__What is needed__: Edit all the entries below by replacing "small light-colored animal" with "small pale animal" and leaving everything else unchanged. Leave the pictures out of your version.

__Data section__:
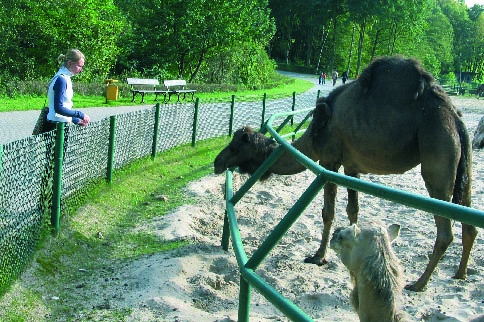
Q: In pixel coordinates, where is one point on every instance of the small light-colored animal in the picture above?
(365, 249)
(389, 120)
(480, 91)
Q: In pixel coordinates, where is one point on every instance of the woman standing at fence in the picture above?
(60, 92)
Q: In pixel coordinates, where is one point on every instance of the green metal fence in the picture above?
(248, 266)
(43, 176)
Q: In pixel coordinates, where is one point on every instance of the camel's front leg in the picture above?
(328, 218)
(443, 240)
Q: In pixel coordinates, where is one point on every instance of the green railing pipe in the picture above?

__Solution__:
Q: In pixel coordinates, where is one point on every instance of the small pale animal in the picture above?
(365, 249)
(389, 120)
(480, 91)
Q: In pixel coordinates, where is one point on every instance of the woman standing at fence in the picture above?
(60, 92)
Q: In pixel coordinates, where is one point on every instance of the green metal fence in the picture above?
(248, 266)
(43, 176)
Q: In pixel coordinates, where is one point on every instance of the camel's front leg in the picture above?
(328, 218)
(443, 240)
Q: In pixel coordinates, where is one point on every instance of the green railing pipe in the picture above?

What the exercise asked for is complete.